* EXERCISE INSTRUCTIONS
Word for word, retype each record shown below.
***** DATA EXCERPTS *****
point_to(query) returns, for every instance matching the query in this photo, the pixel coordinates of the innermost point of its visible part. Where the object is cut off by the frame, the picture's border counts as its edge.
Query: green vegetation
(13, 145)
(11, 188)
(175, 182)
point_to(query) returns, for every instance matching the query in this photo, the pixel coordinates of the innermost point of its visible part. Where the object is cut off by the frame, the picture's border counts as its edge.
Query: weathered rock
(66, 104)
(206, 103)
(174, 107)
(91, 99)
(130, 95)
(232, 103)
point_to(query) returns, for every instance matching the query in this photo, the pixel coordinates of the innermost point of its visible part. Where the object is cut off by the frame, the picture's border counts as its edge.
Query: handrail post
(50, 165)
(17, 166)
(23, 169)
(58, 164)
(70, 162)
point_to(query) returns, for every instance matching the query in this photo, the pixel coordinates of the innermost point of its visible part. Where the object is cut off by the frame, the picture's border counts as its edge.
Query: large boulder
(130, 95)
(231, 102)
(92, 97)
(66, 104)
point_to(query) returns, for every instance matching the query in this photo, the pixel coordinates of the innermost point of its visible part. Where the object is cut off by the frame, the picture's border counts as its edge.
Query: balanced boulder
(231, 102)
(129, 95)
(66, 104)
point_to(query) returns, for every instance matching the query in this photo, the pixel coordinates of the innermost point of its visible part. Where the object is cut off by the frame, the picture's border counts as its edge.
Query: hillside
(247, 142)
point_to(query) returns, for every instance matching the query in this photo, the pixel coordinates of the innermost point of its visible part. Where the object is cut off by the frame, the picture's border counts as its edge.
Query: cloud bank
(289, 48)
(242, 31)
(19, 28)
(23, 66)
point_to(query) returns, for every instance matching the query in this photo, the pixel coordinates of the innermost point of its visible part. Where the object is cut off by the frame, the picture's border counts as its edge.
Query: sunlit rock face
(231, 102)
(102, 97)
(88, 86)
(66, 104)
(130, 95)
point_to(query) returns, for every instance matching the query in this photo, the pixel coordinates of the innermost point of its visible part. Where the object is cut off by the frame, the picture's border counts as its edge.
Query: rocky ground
*****
* RESULT FOR THIS TASK
point_to(query) returns, for every instance matching the query in this photo, the pixel coordinates of the innermost point of its visible part. Where the object is cut off by the frame, the picture's border counts as its edge.
Query: green vegetation
(13, 145)
(11, 188)
(175, 182)
point_to(query) returns, for every instance matching the query in this photo, the pixel coordinates of the innermost point of its visible part. Where the object is cut off by the frame, the picture's border counts as its edge.
Query: weathered rock
(66, 104)
(206, 103)
(174, 107)
(91, 99)
(130, 95)
(232, 103)
point_to(query) returns, for every instance matching the query in this photo, the pixel coordinates of the innermost point of its visible part. Where the object is cut off by the frame, the picture's border counts as its edge.
Query: handrail post
(50, 165)
(17, 166)
(23, 169)
(58, 164)
(70, 162)
point_to(query) returns, for every instance matching the query in this photo, the pixel coordinates of the innermost point of its visible part. Where the object is cut off by the frame, the picture's border counts as its edge.
Query: large boulder
(130, 95)
(231, 102)
(92, 97)
(66, 104)
point_to(query) returns, for every instance matching the query in this photo, the pixel coordinates of the innermost point of its visible part. Where the object is cut off by the frame, the picture's border counts as its edge.
Query: balanced boulder
(231, 102)
(129, 95)
(66, 104)
point_to(query) returns, for every instance matching the query in this photo, the pixel coordinates of the innermost point of its visible part. Where the object is cut off by the frame, the picture's border counts as its edge.
Query: hillside
(247, 142)
point_to(query) returns, for every instance matching the query in this photo, the pixel coordinates of the innermost point of its visible part. Where the object is cut off by the frame, the picture's border counts as its edge.
Query: cloud bank
(289, 48)
(242, 31)
(19, 28)
(23, 66)
point_to(query) returns, for every instance matching the query in this photo, the pixel coordinates of the innermost point of its visible part. Where the object is cut off by the frame, the picture's border counts as its edge.
Query: sunlit rock face
(231, 102)
(102, 97)
(88, 86)
(66, 104)
(130, 95)
point_to(query) returns, for every instance matching the query in this photo, the pixel coordinates of the innermost point of its visible part. Where the object is cut off by the frame, the picture's border counts as its edge.
Query: rocky ground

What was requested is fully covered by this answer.